[OBJECTIVE]: Duplicate the records below from the line with "Task: Where can the fingernail" to the line with "x=308, y=212", both included, keeping every character the same.
══════════════════════════════
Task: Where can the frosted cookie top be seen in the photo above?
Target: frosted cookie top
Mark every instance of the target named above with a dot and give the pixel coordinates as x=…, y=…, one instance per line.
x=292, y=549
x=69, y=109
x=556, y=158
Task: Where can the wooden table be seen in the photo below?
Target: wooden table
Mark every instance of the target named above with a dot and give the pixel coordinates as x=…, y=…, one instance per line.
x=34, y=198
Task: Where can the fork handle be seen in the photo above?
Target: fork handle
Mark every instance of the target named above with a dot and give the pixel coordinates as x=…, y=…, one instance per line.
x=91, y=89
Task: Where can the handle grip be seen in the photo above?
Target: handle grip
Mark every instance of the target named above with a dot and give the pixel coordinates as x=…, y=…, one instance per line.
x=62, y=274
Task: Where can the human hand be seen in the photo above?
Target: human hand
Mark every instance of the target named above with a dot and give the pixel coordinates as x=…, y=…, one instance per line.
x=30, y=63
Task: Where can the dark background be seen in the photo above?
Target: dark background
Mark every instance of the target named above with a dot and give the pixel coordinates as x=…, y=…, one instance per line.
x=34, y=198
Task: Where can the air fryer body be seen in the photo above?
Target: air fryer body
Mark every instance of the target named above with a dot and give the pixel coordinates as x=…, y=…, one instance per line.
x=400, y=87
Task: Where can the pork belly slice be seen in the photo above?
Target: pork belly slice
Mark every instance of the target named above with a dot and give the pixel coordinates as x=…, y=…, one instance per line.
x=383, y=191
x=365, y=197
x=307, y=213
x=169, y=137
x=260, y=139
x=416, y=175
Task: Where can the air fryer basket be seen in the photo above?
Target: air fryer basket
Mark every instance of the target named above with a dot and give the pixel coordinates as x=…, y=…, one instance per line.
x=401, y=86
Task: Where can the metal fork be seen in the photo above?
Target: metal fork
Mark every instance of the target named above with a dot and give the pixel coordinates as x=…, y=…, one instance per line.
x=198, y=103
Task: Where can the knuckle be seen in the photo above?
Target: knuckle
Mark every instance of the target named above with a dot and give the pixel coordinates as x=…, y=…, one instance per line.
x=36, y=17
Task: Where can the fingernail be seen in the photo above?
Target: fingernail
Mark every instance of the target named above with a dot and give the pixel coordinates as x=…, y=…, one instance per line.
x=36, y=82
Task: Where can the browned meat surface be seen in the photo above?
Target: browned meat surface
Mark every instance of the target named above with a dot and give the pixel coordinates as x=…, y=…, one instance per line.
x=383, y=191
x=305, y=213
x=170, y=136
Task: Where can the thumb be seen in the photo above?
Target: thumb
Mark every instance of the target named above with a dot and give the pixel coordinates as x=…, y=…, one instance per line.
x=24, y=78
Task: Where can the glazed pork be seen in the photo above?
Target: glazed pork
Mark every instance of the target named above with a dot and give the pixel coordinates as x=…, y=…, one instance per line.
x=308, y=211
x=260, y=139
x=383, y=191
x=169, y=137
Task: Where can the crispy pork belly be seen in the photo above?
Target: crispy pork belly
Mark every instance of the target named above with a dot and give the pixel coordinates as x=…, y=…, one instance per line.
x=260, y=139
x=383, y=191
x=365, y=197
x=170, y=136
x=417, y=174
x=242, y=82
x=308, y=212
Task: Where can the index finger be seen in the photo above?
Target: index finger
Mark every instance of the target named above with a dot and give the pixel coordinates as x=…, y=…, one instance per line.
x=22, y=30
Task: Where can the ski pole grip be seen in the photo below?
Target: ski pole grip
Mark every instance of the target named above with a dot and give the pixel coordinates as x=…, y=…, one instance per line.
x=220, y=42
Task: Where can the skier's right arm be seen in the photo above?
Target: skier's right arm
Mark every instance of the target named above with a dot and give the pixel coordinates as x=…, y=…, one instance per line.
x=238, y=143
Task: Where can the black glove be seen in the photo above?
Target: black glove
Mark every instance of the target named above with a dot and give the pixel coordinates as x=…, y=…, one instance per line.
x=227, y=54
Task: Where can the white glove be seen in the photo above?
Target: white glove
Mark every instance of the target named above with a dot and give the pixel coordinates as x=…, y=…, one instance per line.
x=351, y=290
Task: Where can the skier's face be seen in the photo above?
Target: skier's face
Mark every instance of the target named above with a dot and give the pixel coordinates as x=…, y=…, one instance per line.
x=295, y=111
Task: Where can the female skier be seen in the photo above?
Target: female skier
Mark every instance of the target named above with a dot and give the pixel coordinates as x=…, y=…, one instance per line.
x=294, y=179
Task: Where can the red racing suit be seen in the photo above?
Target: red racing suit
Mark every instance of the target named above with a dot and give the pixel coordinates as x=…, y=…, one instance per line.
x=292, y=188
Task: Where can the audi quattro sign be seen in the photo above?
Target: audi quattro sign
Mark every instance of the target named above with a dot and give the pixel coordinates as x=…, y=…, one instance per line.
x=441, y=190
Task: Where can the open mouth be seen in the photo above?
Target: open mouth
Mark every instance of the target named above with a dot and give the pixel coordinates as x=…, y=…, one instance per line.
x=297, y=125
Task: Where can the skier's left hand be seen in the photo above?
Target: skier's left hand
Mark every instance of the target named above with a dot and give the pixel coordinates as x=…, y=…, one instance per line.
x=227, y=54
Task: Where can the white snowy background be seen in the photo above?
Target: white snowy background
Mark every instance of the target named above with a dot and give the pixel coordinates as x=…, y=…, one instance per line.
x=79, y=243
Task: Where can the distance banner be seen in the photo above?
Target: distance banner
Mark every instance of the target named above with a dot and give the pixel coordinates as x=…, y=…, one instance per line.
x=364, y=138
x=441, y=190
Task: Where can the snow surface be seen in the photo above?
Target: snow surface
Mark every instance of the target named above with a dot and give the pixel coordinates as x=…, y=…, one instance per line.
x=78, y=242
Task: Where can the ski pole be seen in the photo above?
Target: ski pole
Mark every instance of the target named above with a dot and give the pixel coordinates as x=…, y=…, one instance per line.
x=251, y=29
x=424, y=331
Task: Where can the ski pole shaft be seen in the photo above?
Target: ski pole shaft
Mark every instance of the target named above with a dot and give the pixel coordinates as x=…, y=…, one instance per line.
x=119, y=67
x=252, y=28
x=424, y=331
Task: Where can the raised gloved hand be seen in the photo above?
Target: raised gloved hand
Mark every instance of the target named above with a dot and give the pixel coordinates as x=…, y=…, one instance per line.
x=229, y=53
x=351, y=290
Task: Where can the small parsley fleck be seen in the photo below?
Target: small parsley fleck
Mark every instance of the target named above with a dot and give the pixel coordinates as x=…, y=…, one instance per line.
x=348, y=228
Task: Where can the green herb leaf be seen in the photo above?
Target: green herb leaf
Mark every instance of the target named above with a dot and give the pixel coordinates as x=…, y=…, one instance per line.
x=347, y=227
══════════════════════════════
[OUTPUT FOR THIS TASK]:
Task: Where can the fingernail be seen in the photo above?
Target: fingernail
Mark every instance of the target named above with a dot and give the pixel coordinates as x=…, y=…, one instance per line.
x=36, y=82
Task: Where can the browned meat surface be seen in the photo above?
Target: browned meat surface
Mark every instance of the target named above with a dot and give the pixel coordinates as x=…, y=…, one instance per line.
x=383, y=191
x=305, y=213
x=170, y=136
Task: Where can the thumb be seen in the photo above?
Target: thumb
Mark every instance of the target named above with a dot and give the pixel coordinates as x=…, y=…, one instance per line.
x=24, y=78
Task: Where can the glazed pork be seen in the photo above?
Target: glazed pork
Mark every instance of the target named above with a dot and give the pixel coordinates as x=…, y=…, one instance per line.
x=308, y=211
x=260, y=139
x=383, y=191
x=169, y=137
Task: Where can the crispy pork belly be seen in the photo above?
Target: crispy pork belly
Mark every instance of the target named above with a dot and give the pixel coordinates as x=…, y=…, one instance per line.
x=260, y=139
x=383, y=191
x=365, y=197
x=170, y=136
x=417, y=174
x=242, y=82
x=308, y=212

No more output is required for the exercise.